Task
Could you repeat the data word for word while skipping the pictures?

Dataset records
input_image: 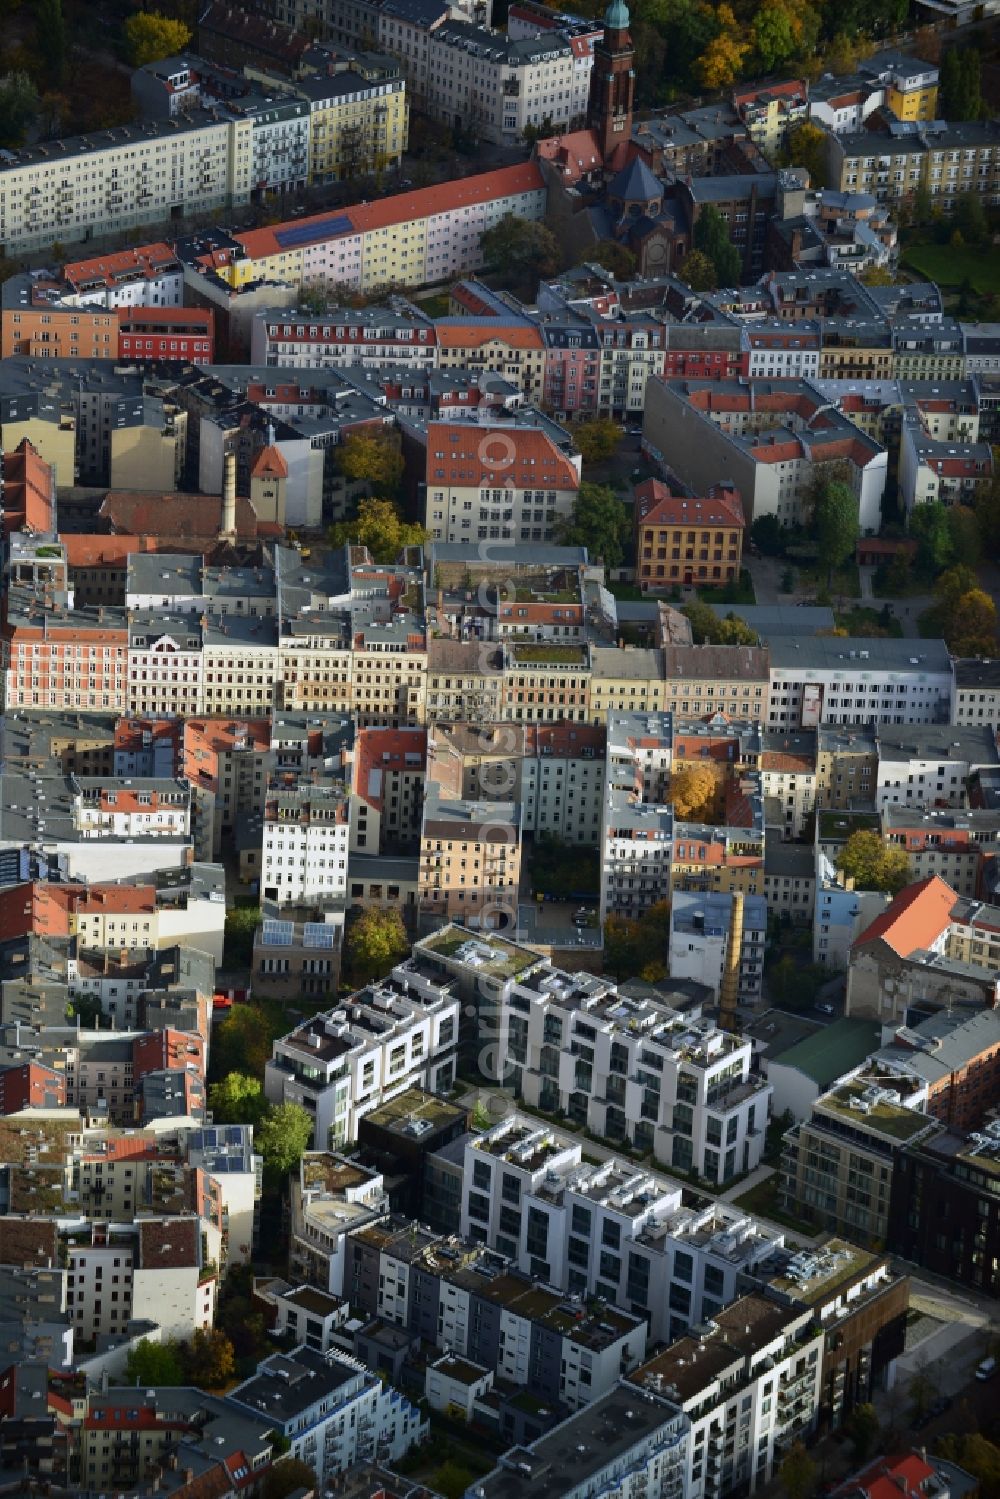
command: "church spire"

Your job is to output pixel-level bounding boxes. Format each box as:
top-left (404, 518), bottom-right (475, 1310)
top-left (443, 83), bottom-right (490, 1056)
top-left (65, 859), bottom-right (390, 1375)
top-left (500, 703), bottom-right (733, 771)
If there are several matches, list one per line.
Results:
top-left (588, 0), bottom-right (635, 164)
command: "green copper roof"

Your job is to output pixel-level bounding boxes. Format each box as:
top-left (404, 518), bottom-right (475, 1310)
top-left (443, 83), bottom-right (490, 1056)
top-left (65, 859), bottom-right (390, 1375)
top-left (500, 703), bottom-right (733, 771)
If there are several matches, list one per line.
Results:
top-left (604, 0), bottom-right (630, 29)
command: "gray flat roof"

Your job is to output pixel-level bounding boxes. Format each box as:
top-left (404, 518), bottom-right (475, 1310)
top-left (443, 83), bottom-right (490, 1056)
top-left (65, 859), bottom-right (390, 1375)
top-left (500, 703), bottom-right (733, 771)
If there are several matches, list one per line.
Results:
top-left (769, 635), bottom-right (951, 674)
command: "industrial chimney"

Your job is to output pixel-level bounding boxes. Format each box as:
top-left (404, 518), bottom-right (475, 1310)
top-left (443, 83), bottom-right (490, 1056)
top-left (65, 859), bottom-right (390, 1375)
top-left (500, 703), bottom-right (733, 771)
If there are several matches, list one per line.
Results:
top-left (220, 451), bottom-right (237, 536)
top-left (718, 890), bottom-right (743, 1034)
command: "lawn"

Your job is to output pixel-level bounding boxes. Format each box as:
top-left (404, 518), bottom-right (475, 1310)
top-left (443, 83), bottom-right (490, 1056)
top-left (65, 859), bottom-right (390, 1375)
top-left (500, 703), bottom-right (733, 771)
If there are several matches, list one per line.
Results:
top-left (696, 569), bottom-right (756, 605)
top-left (901, 242), bottom-right (1000, 296)
top-left (797, 561), bottom-right (861, 599)
top-left (729, 1175), bottom-right (816, 1240)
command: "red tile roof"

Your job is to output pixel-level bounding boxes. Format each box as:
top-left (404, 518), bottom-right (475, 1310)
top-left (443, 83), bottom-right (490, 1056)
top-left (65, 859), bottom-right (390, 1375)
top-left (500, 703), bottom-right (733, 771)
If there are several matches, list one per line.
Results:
top-left (251, 444), bottom-right (289, 480)
top-left (831, 1454), bottom-right (938, 1499)
top-left (235, 163), bottom-right (545, 261)
top-left (436, 324), bottom-right (544, 351)
top-left (426, 422), bottom-right (579, 491)
top-left (852, 875), bottom-right (957, 958)
top-left (635, 479), bottom-right (744, 530)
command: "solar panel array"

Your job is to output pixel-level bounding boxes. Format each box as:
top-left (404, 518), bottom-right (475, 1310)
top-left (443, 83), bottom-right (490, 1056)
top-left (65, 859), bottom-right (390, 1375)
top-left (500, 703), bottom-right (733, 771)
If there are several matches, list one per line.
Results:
top-left (262, 918), bottom-right (294, 947)
top-left (304, 922), bottom-right (336, 949)
top-left (274, 214), bottom-right (354, 249)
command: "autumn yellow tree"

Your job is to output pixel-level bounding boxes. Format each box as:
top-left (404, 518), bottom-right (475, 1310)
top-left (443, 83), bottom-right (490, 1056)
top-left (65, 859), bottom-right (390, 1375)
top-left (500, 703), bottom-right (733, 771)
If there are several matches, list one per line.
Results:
top-left (337, 428), bottom-right (405, 494)
top-left (124, 11), bottom-right (192, 66)
top-left (696, 21), bottom-right (749, 91)
top-left (670, 762), bottom-right (725, 823)
top-left (328, 497), bottom-right (427, 564)
top-left (949, 589), bottom-right (998, 657)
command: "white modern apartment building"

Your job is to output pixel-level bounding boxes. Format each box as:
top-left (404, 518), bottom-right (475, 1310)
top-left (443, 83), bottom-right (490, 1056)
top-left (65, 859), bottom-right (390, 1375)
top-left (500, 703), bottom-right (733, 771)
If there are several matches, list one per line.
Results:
top-left (260, 777), bottom-right (349, 907)
top-left (67, 1216), bottom-right (218, 1344)
top-left (264, 973), bottom-right (460, 1148)
top-left (767, 636), bottom-right (954, 730)
top-left (229, 1346), bottom-right (426, 1485)
top-left (460, 1117), bottom-right (784, 1345)
top-left (420, 23), bottom-right (592, 145)
top-left (250, 303), bottom-right (438, 370)
top-left (501, 963), bottom-right (771, 1184)
top-left (631, 1291), bottom-right (824, 1499)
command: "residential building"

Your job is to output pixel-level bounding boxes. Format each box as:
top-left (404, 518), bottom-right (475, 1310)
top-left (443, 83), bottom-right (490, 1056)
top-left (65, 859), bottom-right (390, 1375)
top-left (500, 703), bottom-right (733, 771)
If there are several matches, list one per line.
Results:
top-left (425, 639), bottom-right (504, 723)
top-left (874, 1008), bottom-right (1000, 1135)
top-left (475, 1384), bottom-right (690, 1499)
top-left (898, 406), bottom-right (993, 512)
top-left (183, 716), bottom-right (272, 860)
top-left (628, 1293), bottom-right (824, 1499)
top-left (251, 303), bottom-right (438, 370)
top-left (767, 636), bottom-right (953, 730)
top-left (344, 1223), bottom-right (647, 1410)
top-left (764, 834), bottom-right (815, 926)
top-left (874, 723), bottom-right (998, 811)
top-left (634, 482), bottom-right (744, 593)
top-left (203, 162), bottom-right (547, 296)
top-left (643, 376), bottom-right (886, 531)
top-left (659, 645), bottom-right (771, 721)
top-left (733, 79), bottom-right (808, 158)
top-left (882, 807), bottom-right (998, 899)
top-left (422, 419), bottom-right (581, 545)
top-left (760, 730), bottom-right (817, 839)
top-left (815, 725), bottom-right (878, 808)
top-left (228, 1346), bottom-right (426, 1483)
top-left (260, 775), bottom-right (350, 908)
top-left (67, 1216), bottom-right (218, 1344)
top-left (825, 119), bottom-right (1000, 212)
top-left (889, 1120), bottom-right (1000, 1297)
top-left (953, 658), bottom-right (1000, 726)
top-left (264, 976), bottom-right (459, 1148)
top-left (779, 1075), bottom-right (937, 1246)
top-left (289, 1153), bottom-right (390, 1292)
top-left (669, 891), bottom-right (766, 1005)
top-left (418, 783), bottom-right (521, 929)
top-left (294, 65), bottom-right (408, 181)
top-left (762, 1017), bottom-right (881, 1121)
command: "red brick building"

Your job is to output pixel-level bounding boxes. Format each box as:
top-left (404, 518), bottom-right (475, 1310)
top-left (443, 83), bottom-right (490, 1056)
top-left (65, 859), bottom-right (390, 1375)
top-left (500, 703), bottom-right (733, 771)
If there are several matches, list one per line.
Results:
top-left (118, 307), bottom-right (214, 363)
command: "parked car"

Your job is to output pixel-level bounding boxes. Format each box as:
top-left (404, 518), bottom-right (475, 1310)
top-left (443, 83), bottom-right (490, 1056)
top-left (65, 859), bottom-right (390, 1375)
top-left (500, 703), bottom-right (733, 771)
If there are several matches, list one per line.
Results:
top-left (976, 1356), bottom-right (997, 1381)
top-left (815, 1002), bottom-right (835, 1016)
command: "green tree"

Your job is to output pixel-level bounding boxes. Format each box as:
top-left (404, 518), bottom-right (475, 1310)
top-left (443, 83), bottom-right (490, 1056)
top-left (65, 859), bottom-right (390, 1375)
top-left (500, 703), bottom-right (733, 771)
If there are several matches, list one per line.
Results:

Expected output
input_image: 
command: "church spire"

Your job is to output pixel-level bounding boxes. Format each box as:
top-left (404, 518), bottom-right (475, 1310)
top-left (443, 83), bottom-right (490, 1056)
top-left (65, 859), bottom-right (390, 1375)
top-left (500, 703), bottom-right (733, 771)
If there are several matches, list one per line.
Results:
top-left (588, 0), bottom-right (635, 164)
command: "green copper roof"

Your job is to output pixel-level bounding boxes. Format each box as:
top-left (404, 518), bottom-right (475, 1310)
top-left (443, 83), bottom-right (490, 1056)
top-left (65, 859), bottom-right (390, 1375)
top-left (500, 703), bottom-right (733, 771)
If there are several matches, list one per line.
Results:
top-left (604, 0), bottom-right (630, 29)
command: "gray flat roof"

Your job is to output pixel-level bounding boxes. Format each box as:
top-left (404, 518), bottom-right (475, 1310)
top-left (443, 83), bottom-right (490, 1056)
top-left (65, 859), bottom-right (390, 1375)
top-left (500, 703), bottom-right (733, 771)
If there are several matches, list one per line.
Results:
top-left (769, 635), bottom-right (951, 674)
command: "industrial chimney"

Your job is to output pixel-level bounding boxes. Format each box as:
top-left (404, 518), bottom-right (475, 1310)
top-left (443, 83), bottom-right (490, 1056)
top-left (65, 859), bottom-right (390, 1375)
top-left (500, 703), bottom-right (733, 771)
If there are several matches, list one per line.
Results:
top-left (220, 451), bottom-right (237, 536)
top-left (718, 890), bottom-right (743, 1034)
command: "lawn"

Your job is to output pixel-level bounding boxes. Format each box as:
top-left (404, 518), bottom-right (475, 1310)
top-left (443, 83), bottom-right (490, 1056)
top-left (65, 859), bottom-right (390, 1375)
top-left (500, 703), bottom-right (733, 771)
If there are several matches, list one per line.
Results:
top-left (696, 569), bottom-right (756, 605)
top-left (901, 242), bottom-right (1000, 296)
top-left (797, 561), bottom-right (861, 599)
top-left (729, 1175), bottom-right (816, 1240)
command: "red tile roof"

Your job is to output pixel-level bounding boxes. Format each box as:
top-left (404, 518), bottom-right (475, 1310)
top-left (443, 83), bottom-right (490, 1056)
top-left (65, 859), bottom-right (390, 1375)
top-left (500, 703), bottom-right (733, 771)
If there are several matches, list one per line.
Results:
top-left (251, 444), bottom-right (289, 480)
top-left (831, 1454), bottom-right (938, 1499)
top-left (235, 163), bottom-right (545, 261)
top-left (436, 324), bottom-right (544, 351)
top-left (426, 422), bottom-right (579, 491)
top-left (852, 875), bottom-right (957, 958)
top-left (635, 479), bottom-right (744, 530)
command: "solar panel array"

Your job is to output pixel-level bounding boxes. Format each box as:
top-left (404, 518), bottom-right (475, 1310)
top-left (443, 83), bottom-right (490, 1056)
top-left (65, 859), bottom-right (390, 1375)
top-left (500, 703), bottom-right (733, 771)
If there are several matches, list one per line.
Results:
top-left (262, 918), bottom-right (294, 947)
top-left (304, 922), bottom-right (336, 949)
top-left (274, 214), bottom-right (354, 249)
command: "autumn yellow tree"

Your job is to output pixel-level bounding boxes. Format each box as:
top-left (404, 518), bottom-right (475, 1310)
top-left (443, 83), bottom-right (490, 1056)
top-left (65, 859), bottom-right (390, 1375)
top-left (500, 703), bottom-right (733, 771)
If there are several matches, list one per line.
Results:
top-left (337, 428), bottom-right (405, 494)
top-left (124, 11), bottom-right (192, 66)
top-left (696, 21), bottom-right (749, 91)
top-left (670, 762), bottom-right (725, 823)
top-left (328, 497), bottom-right (427, 564)
top-left (949, 589), bottom-right (998, 657)
command: "white modern apartment building"

Your job is to output pixel-level bounding boxes. Format each box as:
top-left (404, 518), bottom-right (475, 1310)
top-left (443, 83), bottom-right (490, 1056)
top-left (65, 859), bottom-right (390, 1375)
top-left (500, 703), bottom-right (733, 771)
If there are several matches, list one per line.
Results:
top-left (260, 777), bottom-right (349, 907)
top-left (67, 1216), bottom-right (218, 1344)
top-left (264, 973), bottom-right (460, 1148)
top-left (767, 636), bottom-right (954, 730)
top-left (229, 1346), bottom-right (426, 1485)
top-left (460, 1117), bottom-right (784, 1345)
top-left (420, 23), bottom-right (592, 145)
top-left (250, 303), bottom-right (438, 370)
top-left (501, 963), bottom-right (771, 1184)
top-left (631, 1291), bottom-right (824, 1499)
command: "residential building"

Your job is to output pixel-level bounding boxes. Format each box as:
top-left (404, 518), bottom-right (475, 1310)
top-left (443, 83), bottom-right (490, 1056)
top-left (65, 859), bottom-right (390, 1375)
top-left (500, 703), bottom-right (733, 771)
If there are several matches, list one per line.
Results:
top-left (425, 639), bottom-right (504, 723)
top-left (874, 1008), bottom-right (1000, 1135)
top-left (475, 1384), bottom-right (690, 1499)
top-left (898, 406), bottom-right (993, 512)
top-left (183, 716), bottom-right (272, 860)
top-left (628, 1293), bottom-right (824, 1499)
top-left (251, 303), bottom-right (438, 370)
top-left (767, 636), bottom-right (953, 730)
top-left (344, 1223), bottom-right (647, 1410)
top-left (764, 834), bottom-right (815, 926)
top-left (874, 723), bottom-right (998, 811)
top-left (634, 482), bottom-right (744, 593)
top-left (203, 162), bottom-right (547, 296)
top-left (643, 376), bottom-right (886, 531)
top-left (659, 645), bottom-right (771, 721)
top-left (733, 79), bottom-right (808, 158)
top-left (882, 807), bottom-right (998, 899)
top-left (422, 419), bottom-right (581, 545)
top-left (760, 730), bottom-right (817, 839)
top-left (815, 725), bottom-right (878, 808)
top-left (228, 1346), bottom-right (426, 1483)
top-left (260, 775), bottom-right (350, 908)
top-left (67, 1216), bottom-right (218, 1344)
top-left (825, 119), bottom-right (1000, 212)
top-left (889, 1120), bottom-right (1000, 1297)
top-left (953, 658), bottom-right (1000, 726)
top-left (264, 976), bottom-right (459, 1148)
top-left (779, 1075), bottom-right (937, 1246)
top-left (289, 1153), bottom-right (390, 1292)
top-left (669, 891), bottom-right (766, 1005)
top-left (418, 783), bottom-right (521, 929)
top-left (294, 65), bottom-right (408, 181)
top-left (762, 1017), bottom-right (881, 1121)
command: "red brick building"

Your job is to output pixel-level bounding boxes. Format each box as:
top-left (404, 518), bottom-right (475, 1310)
top-left (443, 83), bottom-right (490, 1056)
top-left (65, 859), bottom-right (390, 1375)
top-left (500, 703), bottom-right (733, 771)
If there are several matches, list one per line.
Results:
top-left (118, 307), bottom-right (214, 363)
command: "parked car"

Your job is to output pixel-level bounding boxes. Format each box as:
top-left (404, 518), bottom-right (475, 1310)
top-left (443, 83), bottom-right (490, 1056)
top-left (65, 859), bottom-right (390, 1375)
top-left (500, 703), bottom-right (733, 771)
If there are several matches, list one per line.
Results:
top-left (976, 1356), bottom-right (997, 1381)
top-left (815, 1002), bottom-right (835, 1016)
command: "green tree"

Your job is to output pixel-level bounding boxes. Format each box as:
top-left (404, 518), bottom-right (475, 1310)
top-left (443, 83), bottom-right (490, 1056)
top-left (65, 859), bottom-right (390, 1375)
top-left (500, 703), bottom-right (733, 771)
If there are several matches, list one per line.
Results:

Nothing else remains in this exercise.